• **Exercise objective**:
All lines from the opening of the entries below through the line containing "positive clicks: (458, 185)" must be output exactly as they appear, with no other lines.

• **Available data**:
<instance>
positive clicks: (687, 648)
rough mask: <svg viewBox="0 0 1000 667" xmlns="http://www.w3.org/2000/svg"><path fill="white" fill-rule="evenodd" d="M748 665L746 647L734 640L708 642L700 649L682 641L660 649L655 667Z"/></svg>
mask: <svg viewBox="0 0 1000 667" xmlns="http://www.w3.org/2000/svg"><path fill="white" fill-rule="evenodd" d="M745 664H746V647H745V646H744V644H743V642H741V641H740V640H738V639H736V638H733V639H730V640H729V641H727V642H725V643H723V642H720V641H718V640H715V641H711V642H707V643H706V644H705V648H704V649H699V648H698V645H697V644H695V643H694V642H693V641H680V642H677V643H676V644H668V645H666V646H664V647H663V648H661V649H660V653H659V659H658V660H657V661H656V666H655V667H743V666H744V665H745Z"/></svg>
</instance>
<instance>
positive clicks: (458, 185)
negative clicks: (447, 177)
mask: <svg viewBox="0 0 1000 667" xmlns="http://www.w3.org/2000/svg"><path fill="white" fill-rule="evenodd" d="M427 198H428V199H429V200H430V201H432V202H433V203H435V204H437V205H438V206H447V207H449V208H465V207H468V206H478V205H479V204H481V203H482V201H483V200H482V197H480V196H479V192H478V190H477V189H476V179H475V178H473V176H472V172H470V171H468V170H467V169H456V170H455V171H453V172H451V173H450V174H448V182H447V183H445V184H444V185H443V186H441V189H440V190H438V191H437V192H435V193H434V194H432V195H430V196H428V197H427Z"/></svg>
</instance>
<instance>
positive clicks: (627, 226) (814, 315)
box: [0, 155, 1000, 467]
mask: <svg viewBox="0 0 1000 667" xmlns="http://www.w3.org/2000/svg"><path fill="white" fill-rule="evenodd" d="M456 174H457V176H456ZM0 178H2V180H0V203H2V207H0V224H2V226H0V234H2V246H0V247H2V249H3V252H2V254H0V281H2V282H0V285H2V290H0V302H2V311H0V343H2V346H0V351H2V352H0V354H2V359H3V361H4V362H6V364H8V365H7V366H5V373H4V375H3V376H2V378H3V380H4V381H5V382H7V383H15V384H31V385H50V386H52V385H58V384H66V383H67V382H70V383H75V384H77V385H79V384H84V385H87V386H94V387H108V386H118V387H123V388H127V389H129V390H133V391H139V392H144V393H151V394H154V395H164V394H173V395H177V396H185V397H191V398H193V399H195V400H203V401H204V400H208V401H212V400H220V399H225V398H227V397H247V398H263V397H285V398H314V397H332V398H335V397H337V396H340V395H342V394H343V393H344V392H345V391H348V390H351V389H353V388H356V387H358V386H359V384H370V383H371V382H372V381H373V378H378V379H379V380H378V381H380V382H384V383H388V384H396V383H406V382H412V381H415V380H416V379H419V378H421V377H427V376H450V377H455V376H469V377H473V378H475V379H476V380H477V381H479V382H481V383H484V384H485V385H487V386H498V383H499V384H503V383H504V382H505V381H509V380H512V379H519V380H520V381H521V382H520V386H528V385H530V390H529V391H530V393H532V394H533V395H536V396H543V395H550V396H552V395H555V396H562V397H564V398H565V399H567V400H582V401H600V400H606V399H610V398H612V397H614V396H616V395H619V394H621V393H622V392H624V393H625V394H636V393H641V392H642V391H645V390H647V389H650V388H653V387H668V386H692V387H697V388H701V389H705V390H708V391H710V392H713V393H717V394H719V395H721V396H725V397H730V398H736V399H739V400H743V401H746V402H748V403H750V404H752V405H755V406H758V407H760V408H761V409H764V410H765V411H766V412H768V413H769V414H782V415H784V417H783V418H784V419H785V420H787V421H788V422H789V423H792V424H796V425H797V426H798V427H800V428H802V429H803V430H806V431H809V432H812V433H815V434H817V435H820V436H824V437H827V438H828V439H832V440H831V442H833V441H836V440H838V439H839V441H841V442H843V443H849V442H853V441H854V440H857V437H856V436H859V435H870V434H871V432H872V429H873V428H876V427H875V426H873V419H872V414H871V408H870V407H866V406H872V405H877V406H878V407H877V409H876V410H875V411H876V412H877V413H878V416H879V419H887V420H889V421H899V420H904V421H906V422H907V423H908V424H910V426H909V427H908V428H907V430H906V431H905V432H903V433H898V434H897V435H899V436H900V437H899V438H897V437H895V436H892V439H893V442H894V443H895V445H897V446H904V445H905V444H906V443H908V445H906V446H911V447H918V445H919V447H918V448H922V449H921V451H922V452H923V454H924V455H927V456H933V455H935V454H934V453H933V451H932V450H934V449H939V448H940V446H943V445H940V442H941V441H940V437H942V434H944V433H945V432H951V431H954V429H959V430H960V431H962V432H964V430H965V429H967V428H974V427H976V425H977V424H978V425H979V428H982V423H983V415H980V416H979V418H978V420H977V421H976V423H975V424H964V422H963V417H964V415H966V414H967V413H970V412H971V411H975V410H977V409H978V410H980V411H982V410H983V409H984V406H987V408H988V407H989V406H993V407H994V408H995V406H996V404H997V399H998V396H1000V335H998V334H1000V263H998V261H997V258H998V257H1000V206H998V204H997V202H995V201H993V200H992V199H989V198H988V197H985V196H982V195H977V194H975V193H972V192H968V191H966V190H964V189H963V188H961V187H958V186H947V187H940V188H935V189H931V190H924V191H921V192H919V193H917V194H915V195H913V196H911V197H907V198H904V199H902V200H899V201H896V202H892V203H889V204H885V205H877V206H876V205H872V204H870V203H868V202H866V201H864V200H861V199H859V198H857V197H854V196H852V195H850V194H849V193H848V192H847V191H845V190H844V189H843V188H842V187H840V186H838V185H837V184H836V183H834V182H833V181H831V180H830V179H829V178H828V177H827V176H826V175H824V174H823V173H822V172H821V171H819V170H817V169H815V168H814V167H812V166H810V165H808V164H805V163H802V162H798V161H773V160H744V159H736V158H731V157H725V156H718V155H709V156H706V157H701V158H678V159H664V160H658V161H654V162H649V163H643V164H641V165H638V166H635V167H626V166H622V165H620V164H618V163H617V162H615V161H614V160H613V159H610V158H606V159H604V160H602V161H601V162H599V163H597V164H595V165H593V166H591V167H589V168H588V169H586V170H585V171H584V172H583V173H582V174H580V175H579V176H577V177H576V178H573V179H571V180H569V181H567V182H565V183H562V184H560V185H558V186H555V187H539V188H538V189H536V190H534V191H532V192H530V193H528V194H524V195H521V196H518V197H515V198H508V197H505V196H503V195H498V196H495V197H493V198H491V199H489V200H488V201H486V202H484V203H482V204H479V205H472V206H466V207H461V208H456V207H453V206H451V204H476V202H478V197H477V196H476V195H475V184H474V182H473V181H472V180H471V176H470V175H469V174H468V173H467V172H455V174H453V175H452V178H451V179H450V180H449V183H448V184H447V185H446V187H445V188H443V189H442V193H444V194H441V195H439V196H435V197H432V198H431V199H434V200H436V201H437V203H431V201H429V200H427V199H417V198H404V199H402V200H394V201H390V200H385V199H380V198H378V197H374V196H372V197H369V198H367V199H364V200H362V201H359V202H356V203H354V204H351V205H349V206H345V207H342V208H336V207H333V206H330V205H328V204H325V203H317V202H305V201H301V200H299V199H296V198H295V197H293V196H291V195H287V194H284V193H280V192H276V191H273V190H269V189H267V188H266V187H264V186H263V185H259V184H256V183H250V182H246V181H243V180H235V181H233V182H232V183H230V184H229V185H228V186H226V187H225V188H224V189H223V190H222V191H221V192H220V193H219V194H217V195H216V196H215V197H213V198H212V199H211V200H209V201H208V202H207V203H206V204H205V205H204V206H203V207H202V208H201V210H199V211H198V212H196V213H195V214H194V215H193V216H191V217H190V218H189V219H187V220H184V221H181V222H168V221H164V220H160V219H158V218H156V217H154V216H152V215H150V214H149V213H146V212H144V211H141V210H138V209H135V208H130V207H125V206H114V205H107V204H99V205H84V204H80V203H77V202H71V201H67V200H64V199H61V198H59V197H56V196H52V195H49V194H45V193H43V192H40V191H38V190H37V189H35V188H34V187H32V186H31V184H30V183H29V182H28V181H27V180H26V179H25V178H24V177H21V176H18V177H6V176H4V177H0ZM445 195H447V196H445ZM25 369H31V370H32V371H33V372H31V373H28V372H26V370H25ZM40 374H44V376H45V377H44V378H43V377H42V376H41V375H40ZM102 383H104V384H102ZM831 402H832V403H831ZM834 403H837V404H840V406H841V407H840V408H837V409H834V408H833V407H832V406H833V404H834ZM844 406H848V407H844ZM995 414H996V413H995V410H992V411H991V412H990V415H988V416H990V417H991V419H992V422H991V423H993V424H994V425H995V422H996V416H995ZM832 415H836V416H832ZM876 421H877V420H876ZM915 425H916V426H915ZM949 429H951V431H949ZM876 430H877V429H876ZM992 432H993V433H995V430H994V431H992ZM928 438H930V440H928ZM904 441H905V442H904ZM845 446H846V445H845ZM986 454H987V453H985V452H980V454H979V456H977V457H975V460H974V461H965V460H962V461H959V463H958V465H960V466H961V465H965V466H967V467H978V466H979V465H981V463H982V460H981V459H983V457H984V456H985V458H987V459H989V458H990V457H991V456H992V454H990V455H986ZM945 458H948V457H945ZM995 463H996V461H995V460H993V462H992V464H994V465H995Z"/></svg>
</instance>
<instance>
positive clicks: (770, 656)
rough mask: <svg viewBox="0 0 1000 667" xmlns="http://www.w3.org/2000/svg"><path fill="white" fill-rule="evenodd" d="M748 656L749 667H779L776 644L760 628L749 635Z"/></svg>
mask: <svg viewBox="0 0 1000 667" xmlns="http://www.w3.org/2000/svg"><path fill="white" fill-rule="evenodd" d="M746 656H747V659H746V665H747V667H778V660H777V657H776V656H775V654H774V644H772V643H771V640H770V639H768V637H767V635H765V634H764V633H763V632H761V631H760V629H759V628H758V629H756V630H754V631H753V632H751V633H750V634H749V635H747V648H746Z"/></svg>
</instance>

• **Answer to this task**:
<instance>
positive clicks: (687, 648)
rough mask: <svg viewBox="0 0 1000 667" xmlns="http://www.w3.org/2000/svg"><path fill="white" fill-rule="evenodd" d="M748 665L746 647L734 640L708 642L700 649L682 641L660 649L655 667Z"/></svg>
mask: <svg viewBox="0 0 1000 667" xmlns="http://www.w3.org/2000/svg"><path fill="white" fill-rule="evenodd" d="M745 664H746V647H745V646H744V644H743V642H741V641H740V640H738V639H736V638H733V639H730V640H729V641H727V642H725V643H723V642H720V641H718V640H715V641H711V642H707V643H706V644H705V648H704V649H699V648H698V645H697V644H695V643H694V642H693V641H680V642H677V643H676V644H668V645H666V646H664V647H663V648H661V649H660V653H659V659H658V660H657V661H656V666H655V667H743V666H744V665H745Z"/></svg>
</instance>
<instance>
positive clicks: (458, 185)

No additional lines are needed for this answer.